Extract every text line from the items below and copy each one without any changes. Leave the pictures out of your answer.

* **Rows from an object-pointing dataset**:
* begin *

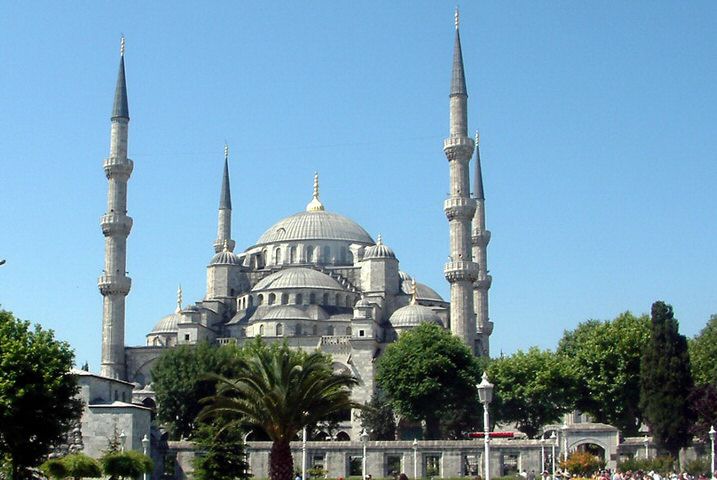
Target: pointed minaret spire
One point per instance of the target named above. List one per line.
(458, 78)
(315, 204)
(120, 108)
(114, 284)
(224, 225)
(478, 181)
(179, 299)
(460, 271)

* end *

* **Final answer**:
Target: pointed minaret spire
One point per instance of the target named above. List one per line.
(458, 78)
(315, 204)
(120, 108)
(114, 284)
(224, 225)
(478, 181)
(179, 299)
(460, 271)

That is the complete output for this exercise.